=== RECORDS TO USE ===
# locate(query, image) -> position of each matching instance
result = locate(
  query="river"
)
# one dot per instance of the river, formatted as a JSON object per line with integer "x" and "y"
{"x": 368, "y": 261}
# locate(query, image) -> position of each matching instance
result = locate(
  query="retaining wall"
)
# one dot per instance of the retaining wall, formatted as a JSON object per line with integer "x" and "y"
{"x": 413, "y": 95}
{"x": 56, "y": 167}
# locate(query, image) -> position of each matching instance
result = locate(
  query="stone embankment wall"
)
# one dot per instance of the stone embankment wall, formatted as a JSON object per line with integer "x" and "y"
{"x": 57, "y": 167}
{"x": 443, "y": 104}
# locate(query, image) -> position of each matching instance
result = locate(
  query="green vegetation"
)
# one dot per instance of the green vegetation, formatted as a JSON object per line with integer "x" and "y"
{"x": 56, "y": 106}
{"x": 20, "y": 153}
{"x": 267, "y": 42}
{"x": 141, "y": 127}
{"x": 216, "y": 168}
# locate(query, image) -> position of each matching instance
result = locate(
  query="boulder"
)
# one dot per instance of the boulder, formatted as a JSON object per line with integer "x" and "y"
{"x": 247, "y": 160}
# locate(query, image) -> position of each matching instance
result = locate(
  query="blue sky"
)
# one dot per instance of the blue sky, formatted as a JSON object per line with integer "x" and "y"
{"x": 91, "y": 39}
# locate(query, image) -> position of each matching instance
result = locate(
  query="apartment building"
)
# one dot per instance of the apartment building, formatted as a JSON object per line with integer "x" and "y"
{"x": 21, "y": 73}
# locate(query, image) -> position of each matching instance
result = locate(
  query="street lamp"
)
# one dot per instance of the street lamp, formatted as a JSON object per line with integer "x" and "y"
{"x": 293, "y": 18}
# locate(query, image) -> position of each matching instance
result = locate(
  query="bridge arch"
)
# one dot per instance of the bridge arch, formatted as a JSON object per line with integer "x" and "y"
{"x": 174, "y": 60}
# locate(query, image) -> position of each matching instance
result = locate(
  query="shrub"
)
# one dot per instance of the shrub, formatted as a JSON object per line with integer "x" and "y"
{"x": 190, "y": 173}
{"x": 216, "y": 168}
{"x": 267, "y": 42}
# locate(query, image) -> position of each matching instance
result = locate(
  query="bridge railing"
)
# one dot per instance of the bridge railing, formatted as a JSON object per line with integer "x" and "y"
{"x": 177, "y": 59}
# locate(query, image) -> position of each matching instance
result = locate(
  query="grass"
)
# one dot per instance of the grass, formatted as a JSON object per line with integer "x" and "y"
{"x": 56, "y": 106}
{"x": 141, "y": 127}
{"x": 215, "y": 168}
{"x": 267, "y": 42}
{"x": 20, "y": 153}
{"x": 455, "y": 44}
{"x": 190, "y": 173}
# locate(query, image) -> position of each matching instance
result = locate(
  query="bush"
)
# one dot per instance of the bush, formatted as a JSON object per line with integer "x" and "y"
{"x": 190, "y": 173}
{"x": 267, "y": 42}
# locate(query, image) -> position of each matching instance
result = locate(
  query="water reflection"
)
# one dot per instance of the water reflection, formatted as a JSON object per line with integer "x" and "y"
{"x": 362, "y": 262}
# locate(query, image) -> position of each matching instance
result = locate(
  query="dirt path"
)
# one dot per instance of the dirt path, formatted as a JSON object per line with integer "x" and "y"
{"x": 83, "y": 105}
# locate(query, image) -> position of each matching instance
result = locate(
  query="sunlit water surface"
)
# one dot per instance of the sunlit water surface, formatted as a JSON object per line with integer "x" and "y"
===
# WHAT YOU HAVE TO DO:
Find the lines in the entries above where "surface" occurs, and copy each of them.

# RESULT OF THIS TASK:
  query="sunlit water surface"
# one dot per instance of the sunlit water surface, formatted as a JSON object per line with integer "x" and "y"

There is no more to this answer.